**INPUT**
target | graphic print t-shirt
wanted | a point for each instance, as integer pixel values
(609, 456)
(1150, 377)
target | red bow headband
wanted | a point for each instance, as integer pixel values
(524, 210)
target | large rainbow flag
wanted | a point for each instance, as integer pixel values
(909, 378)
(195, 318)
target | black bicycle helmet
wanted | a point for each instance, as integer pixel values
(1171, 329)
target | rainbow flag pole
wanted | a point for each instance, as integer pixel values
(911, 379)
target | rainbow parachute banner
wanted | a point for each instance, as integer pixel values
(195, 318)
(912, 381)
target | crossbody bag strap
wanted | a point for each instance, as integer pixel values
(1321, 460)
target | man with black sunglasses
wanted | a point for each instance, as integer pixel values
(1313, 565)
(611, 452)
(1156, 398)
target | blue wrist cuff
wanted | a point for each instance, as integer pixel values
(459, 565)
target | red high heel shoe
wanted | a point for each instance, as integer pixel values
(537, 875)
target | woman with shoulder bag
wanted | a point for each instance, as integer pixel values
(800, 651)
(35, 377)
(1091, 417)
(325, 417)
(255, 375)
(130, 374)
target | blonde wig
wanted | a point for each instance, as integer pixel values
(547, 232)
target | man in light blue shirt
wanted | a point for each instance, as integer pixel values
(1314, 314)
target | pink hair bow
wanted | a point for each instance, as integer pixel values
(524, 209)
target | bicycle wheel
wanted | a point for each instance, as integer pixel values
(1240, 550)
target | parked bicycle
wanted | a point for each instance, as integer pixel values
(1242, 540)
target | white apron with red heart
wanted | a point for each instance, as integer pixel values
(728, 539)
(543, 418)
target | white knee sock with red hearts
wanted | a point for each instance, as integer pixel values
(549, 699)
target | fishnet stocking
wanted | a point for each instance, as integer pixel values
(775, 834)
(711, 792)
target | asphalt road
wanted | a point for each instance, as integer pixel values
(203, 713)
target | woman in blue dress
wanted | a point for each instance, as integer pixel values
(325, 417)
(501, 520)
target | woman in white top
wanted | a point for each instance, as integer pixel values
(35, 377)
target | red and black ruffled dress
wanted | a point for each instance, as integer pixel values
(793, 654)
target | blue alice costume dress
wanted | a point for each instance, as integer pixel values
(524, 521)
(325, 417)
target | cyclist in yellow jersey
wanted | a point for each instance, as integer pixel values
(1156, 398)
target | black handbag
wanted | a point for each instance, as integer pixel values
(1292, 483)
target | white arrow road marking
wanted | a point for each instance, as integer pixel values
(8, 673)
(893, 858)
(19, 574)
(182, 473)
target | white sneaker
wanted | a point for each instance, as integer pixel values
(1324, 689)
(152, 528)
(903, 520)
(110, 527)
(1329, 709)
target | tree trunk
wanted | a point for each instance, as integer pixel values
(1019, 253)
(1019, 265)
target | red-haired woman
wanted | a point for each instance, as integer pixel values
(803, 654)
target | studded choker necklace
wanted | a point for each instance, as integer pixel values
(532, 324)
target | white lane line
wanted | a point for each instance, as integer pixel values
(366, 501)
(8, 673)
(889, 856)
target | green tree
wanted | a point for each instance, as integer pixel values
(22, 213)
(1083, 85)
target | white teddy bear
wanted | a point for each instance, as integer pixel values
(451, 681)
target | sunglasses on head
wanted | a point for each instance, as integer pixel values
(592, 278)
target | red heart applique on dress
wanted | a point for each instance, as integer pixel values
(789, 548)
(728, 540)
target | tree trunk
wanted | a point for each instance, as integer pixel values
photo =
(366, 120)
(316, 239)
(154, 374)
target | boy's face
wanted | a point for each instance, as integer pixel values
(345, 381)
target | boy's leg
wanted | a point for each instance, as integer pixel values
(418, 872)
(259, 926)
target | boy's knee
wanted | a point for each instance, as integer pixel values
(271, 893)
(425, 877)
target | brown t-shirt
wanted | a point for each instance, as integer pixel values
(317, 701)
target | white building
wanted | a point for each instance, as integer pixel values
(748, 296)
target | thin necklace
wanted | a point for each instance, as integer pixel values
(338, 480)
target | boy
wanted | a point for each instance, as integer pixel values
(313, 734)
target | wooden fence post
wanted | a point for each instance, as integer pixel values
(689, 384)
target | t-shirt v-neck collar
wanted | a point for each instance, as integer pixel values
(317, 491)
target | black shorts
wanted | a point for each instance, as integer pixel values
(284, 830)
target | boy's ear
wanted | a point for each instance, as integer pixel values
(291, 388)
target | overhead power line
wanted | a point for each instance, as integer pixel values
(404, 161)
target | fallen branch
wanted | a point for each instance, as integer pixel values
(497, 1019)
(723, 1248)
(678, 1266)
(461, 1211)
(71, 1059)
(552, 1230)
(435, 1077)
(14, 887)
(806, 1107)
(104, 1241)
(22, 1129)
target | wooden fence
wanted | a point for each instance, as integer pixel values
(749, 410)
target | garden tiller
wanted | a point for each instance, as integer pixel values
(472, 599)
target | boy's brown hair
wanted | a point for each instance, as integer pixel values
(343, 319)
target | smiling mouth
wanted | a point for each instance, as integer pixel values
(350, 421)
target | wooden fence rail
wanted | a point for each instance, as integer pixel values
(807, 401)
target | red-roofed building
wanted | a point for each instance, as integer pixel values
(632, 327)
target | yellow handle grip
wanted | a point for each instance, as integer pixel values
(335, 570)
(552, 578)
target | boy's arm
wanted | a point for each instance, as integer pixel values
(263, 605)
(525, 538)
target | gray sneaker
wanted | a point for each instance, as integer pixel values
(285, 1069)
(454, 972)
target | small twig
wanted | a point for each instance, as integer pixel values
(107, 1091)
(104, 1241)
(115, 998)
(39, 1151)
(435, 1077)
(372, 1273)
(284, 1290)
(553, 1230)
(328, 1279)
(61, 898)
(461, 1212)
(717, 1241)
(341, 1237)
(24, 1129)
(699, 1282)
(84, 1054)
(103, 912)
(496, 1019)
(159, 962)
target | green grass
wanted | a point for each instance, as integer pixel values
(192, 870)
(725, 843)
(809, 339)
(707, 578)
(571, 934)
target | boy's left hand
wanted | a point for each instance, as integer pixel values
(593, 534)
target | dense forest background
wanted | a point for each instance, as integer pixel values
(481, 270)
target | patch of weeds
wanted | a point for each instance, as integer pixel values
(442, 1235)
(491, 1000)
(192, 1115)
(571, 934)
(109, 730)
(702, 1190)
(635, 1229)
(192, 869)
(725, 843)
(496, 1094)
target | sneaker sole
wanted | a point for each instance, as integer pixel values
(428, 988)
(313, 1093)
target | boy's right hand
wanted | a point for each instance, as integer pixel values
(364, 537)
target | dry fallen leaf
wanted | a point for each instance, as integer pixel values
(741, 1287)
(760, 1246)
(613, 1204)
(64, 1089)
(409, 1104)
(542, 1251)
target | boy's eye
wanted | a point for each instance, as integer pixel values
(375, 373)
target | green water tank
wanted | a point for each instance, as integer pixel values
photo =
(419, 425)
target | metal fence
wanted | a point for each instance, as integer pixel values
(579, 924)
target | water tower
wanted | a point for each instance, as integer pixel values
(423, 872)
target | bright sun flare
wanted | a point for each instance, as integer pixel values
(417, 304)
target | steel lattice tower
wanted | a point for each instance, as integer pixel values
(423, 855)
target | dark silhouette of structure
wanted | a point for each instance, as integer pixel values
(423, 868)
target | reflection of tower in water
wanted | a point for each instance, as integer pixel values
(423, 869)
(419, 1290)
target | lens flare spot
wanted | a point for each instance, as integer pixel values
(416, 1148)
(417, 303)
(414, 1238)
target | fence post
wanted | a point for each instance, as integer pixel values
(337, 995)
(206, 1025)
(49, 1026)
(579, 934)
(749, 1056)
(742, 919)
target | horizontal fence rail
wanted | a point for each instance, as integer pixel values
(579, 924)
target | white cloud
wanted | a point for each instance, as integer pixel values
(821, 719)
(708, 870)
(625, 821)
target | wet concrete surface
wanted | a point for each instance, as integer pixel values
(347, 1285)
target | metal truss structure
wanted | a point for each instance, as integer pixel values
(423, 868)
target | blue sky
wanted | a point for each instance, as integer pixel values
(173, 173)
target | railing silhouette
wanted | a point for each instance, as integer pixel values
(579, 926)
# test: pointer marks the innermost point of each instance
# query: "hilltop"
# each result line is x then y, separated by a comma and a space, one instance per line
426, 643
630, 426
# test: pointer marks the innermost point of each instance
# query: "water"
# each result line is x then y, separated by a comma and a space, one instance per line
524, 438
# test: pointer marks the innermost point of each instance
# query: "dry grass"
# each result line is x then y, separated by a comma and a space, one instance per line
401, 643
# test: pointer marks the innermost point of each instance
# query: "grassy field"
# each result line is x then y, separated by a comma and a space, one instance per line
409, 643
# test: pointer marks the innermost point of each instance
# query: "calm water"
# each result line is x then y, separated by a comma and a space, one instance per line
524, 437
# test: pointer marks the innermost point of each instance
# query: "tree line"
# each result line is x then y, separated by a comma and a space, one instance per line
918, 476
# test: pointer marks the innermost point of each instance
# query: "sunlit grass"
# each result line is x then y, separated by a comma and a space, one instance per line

**SET TASK**
Copy out the part of the material above that opens with its first line and closes with the line containing "(1321, 460)", both included, reproducing those lines verbatim.

**COMPLETE RESPONSE**
target | graphic print t-shirt
wanted | a point for each instance, as integer pixel values
(609, 456)
(1150, 377)
target | red bow headband
wanted | a point for each instance, as integer pixel values
(524, 210)
target | large rainbow flag
wanted | a point for each instance, as integer pixel values
(909, 378)
(195, 318)
target | black bicycle helmet
wanted | a point for each instance, as integer pixel values
(1171, 329)
target | rainbow flag pole
wanted | a point for each instance, as integer pixel values
(911, 379)
target | rainbow parachute banner
wanted | a point for each instance, as integer pixel values
(195, 318)
(912, 381)
target | crossbody bag strap
wanted | a point for each instance, as integer pixel values
(1321, 460)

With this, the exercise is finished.